Stored entries:
↓↓↓

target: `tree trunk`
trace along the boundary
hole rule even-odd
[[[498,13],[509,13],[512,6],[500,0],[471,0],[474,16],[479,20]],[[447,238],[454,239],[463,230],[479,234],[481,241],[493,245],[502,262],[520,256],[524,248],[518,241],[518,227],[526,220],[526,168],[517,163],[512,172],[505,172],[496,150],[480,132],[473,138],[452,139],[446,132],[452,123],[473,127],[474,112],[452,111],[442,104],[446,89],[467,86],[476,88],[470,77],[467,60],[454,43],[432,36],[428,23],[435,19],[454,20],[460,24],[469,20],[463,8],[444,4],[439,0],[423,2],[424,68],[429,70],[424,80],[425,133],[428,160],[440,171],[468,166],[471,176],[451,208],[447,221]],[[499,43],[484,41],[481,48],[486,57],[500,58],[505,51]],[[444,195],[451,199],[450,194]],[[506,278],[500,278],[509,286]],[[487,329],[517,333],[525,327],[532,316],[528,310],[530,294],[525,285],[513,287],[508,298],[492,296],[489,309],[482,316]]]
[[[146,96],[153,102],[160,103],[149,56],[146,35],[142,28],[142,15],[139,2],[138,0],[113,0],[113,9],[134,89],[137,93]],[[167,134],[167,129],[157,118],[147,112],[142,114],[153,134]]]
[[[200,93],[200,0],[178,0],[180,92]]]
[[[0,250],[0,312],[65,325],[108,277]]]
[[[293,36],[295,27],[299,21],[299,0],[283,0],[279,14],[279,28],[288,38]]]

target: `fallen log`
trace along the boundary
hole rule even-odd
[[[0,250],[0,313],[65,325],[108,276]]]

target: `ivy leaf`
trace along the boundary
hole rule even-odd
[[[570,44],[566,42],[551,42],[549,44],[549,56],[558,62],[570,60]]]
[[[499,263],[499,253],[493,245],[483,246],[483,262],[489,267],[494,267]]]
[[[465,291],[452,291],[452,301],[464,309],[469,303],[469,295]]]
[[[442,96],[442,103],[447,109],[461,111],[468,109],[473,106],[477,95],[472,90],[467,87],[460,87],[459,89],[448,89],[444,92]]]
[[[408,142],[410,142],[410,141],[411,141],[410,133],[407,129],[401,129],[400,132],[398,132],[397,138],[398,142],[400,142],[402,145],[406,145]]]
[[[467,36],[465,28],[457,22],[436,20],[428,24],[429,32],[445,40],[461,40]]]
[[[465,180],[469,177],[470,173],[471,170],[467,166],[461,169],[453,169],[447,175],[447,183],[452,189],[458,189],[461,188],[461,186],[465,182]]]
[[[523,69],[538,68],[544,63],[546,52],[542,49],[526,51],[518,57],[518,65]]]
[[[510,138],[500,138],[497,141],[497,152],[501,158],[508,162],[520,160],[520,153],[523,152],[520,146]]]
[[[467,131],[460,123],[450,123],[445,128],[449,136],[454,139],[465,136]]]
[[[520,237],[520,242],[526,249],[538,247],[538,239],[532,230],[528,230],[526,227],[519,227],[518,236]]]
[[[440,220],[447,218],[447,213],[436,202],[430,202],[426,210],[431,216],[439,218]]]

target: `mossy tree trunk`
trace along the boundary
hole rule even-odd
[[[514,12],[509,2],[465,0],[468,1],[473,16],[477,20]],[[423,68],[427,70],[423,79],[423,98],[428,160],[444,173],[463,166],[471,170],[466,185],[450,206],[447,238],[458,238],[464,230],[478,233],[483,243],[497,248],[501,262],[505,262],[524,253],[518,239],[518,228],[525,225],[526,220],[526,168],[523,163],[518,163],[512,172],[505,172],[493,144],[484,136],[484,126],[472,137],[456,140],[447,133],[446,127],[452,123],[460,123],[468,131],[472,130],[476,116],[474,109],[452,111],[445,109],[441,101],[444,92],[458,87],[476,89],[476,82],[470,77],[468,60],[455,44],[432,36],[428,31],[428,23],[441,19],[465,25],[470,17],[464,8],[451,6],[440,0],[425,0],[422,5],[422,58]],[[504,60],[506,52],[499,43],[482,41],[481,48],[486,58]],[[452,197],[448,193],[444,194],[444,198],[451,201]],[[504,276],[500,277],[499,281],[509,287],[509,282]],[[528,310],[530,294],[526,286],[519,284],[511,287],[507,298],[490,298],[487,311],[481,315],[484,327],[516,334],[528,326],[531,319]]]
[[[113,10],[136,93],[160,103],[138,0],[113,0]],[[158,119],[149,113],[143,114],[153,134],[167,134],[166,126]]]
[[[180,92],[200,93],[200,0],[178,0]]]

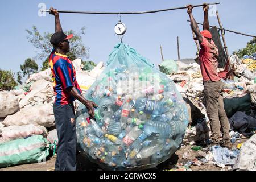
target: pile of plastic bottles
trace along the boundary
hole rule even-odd
[[[120,67],[113,72],[114,77],[107,73],[89,90],[88,98],[99,105],[95,118],[86,111],[76,119],[81,149],[114,168],[168,159],[172,148],[179,147],[188,124],[174,84],[156,73],[148,77],[151,68]]]
[[[185,103],[172,81],[134,49],[115,48],[85,96],[98,105],[95,117],[84,105],[78,108],[79,150],[104,169],[154,167],[181,146],[188,124]]]

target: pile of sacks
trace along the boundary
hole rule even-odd
[[[225,92],[223,93],[224,107],[229,118],[238,111],[255,117],[253,111],[254,108],[255,112],[256,106],[255,55],[245,56],[242,59],[240,59],[237,55],[230,57],[231,63],[235,69],[234,80],[221,80]],[[194,126],[187,128],[183,142],[191,143],[207,139],[208,134],[205,134],[209,133],[210,135],[209,131],[210,126],[204,106],[204,85],[200,65],[189,59],[168,60],[168,62],[172,65],[176,64],[174,67],[175,69],[163,69],[162,66],[165,65],[164,61],[159,65],[160,69],[165,72],[168,69],[166,73],[174,81],[184,100],[189,104],[189,121]],[[218,71],[222,70],[218,69]],[[198,122],[198,119],[202,118],[204,118],[204,121]],[[240,129],[236,129],[240,130]]]
[[[82,70],[80,59],[73,64],[83,93],[104,70],[102,62],[90,72]],[[15,90],[0,92],[0,167],[40,162],[57,144],[51,75],[48,68],[31,75]],[[19,151],[16,158],[14,150]]]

↑↑↑

What this task involves: Reproduce the whole listing exactly, but not the images in it.

Task response:
target: `tree trunk`
trace along the boundary
hole rule even-odd
[[[498,13],[509,13],[512,6],[500,0],[471,0],[474,16],[479,20]],[[447,238],[454,239],[463,230],[479,234],[481,241],[493,245],[502,262],[520,256],[524,248],[518,241],[518,227],[526,220],[526,168],[517,163],[512,172],[505,172],[496,150],[480,132],[473,138],[452,139],[446,132],[452,123],[473,127],[474,112],[452,111],[442,104],[446,89],[467,86],[476,88],[470,77],[467,60],[454,43],[432,36],[428,23],[435,19],[454,20],[460,24],[469,20],[463,8],[444,4],[439,0],[423,2],[424,68],[429,70],[424,80],[425,133],[428,160],[440,171],[468,166],[471,176],[451,208],[447,221]],[[499,43],[484,41],[481,48],[486,57],[500,58],[505,51]],[[444,195],[451,199],[450,194]],[[506,278],[500,278],[509,286]],[[487,329],[517,333],[525,327],[532,316],[528,310],[530,294],[525,285],[513,287],[508,298],[492,296],[489,309],[482,316]]]
[[[146,96],[153,102],[160,103],[149,56],[146,35],[142,28],[142,15],[139,2],[138,0],[113,0],[113,9],[134,89],[137,93]],[[167,134],[167,129],[157,118],[147,112],[142,114],[153,134]]]
[[[200,93],[200,0],[178,0],[180,92]]]
[[[0,250],[0,312],[65,325],[108,277]]]
[[[293,36],[295,27],[299,21],[299,0],[283,0],[279,14],[279,28],[288,38]]]

target: `fallen log`
trace along the boundary
hole rule even-odd
[[[0,250],[0,313],[65,325],[108,276]]]

target: `ivy leaf`
trace along the boundary
hole rule even-odd
[[[570,44],[566,42],[551,42],[549,44],[549,56],[558,62],[570,60]]]
[[[499,263],[499,253],[493,245],[483,246],[483,262],[489,267],[494,267]]]
[[[465,291],[452,291],[452,301],[464,309],[469,303],[469,295]]]
[[[442,96],[442,103],[447,109],[461,111],[468,109],[473,106],[477,95],[472,90],[467,87],[460,87],[459,89],[448,89],[444,92]]]
[[[408,142],[410,142],[410,141],[411,141],[410,133],[407,129],[401,129],[400,132],[398,132],[397,138],[398,142],[400,142],[402,145],[406,145]]]
[[[467,36],[465,28],[457,22],[436,20],[428,24],[429,32],[445,40],[461,40]]]
[[[465,180],[469,177],[470,173],[471,170],[467,166],[461,169],[453,169],[447,175],[447,183],[452,189],[458,189],[461,188],[461,186],[465,182]]]
[[[523,69],[538,68],[544,63],[546,52],[542,49],[526,51],[518,57],[518,65]]]
[[[510,138],[500,138],[497,141],[497,152],[501,158],[508,162],[520,160],[520,153],[523,152],[520,146]]]
[[[467,131],[460,123],[450,123],[445,128],[449,136],[454,139],[465,136]]]
[[[520,237],[520,242],[526,249],[538,247],[538,239],[532,230],[528,230],[526,227],[519,227],[518,236]]]
[[[440,220],[447,218],[447,213],[436,202],[430,202],[426,210],[431,216],[439,218]]]

target: `mossy tree trunk`
trace along the boundary
hole rule even-odd
[[[514,12],[509,2],[465,0],[468,1],[473,16],[477,20]],[[423,68],[427,70],[423,79],[423,98],[428,160],[444,173],[463,166],[471,170],[466,185],[450,206],[447,238],[458,238],[464,230],[478,233],[483,243],[497,248],[501,262],[505,262],[524,253],[518,239],[518,228],[525,225],[526,220],[526,168],[523,163],[518,163],[512,172],[505,172],[493,144],[484,136],[484,126],[472,137],[456,140],[447,133],[446,127],[452,123],[460,123],[468,131],[472,130],[476,116],[474,109],[452,111],[445,109],[441,101],[444,92],[458,87],[476,89],[476,82],[470,77],[468,60],[455,44],[432,36],[428,31],[428,23],[441,19],[465,25],[470,17],[464,8],[451,6],[440,0],[425,0],[422,5],[422,58]],[[504,60],[506,52],[499,43],[482,41],[481,48],[486,58]],[[452,197],[448,193],[444,194],[444,198],[451,201]],[[504,276],[500,277],[499,281],[509,287],[509,282]],[[528,310],[530,294],[526,286],[519,284],[511,287],[507,298],[490,298],[487,311],[481,315],[484,327],[516,334],[528,326],[531,319]]]
[[[113,10],[136,93],[160,103],[138,0],[113,0]],[[158,119],[149,113],[143,114],[153,134],[167,134],[166,126]]]
[[[180,92],[200,93],[200,0],[178,0]]]

target: pile of plastic bottles
trace along the boundary
hole rule even-odd
[[[120,67],[113,72],[114,77],[107,73],[89,90],[88,98],[99,105],[95,118],[86,111],[76,119],[81,149],[114,168],[168,159],[172,148],[179,147],[188,124],[174,84],[156,73],[148,77],[151,68]]]
[[[185,103],[172,81],[134,49],[115,48],[85,96],[98,105],[95,117],[84,105],[78,108],[79,150],[104,169],[154,167],[181,146],[188,124]]]

target: pile of sacks
trace along the boundary
hole rule even-odd
[[[225,92],[223,93],[224,107],[229,118],[238,111],[255,117],[253,111],[254,108],[255,112],[256,106],[255,55],[245,56],[242,59],[240,59],[237,55],[230,57],[231,63],[235,69],[234,80],[221,80]],[[194,126],[187,128],[183,142],[191,143],[207,139],[208,134],[205,134],[209,133],[210,135],[209,131],[210,126],[204,106],[204,85],[200,65],[189,59],[168,60],[168,62],[172,65],[176,64],[174,67],[175,69],[163,69],[162,66],[165,65],[164,61],[159,65],[160,69],[165,72],[168,69],[166,73],[174,81],[184,100],[189,104],[189,121]],[[218,71],[222,70],[218,69]],[[198,122],[198,119],[202,118],[204,118],[204,121]],[[240,129],[236,129],[240,130]]]
[[[82,70],[80,59],[73,64],[83,93],[104,70],[102,62],[90,72]],[[15,90],[0,92],[0,167],[40,162],[57,144],[51,75],[48,68],[31,75]],[[19,151],[16,158],[14,150]]]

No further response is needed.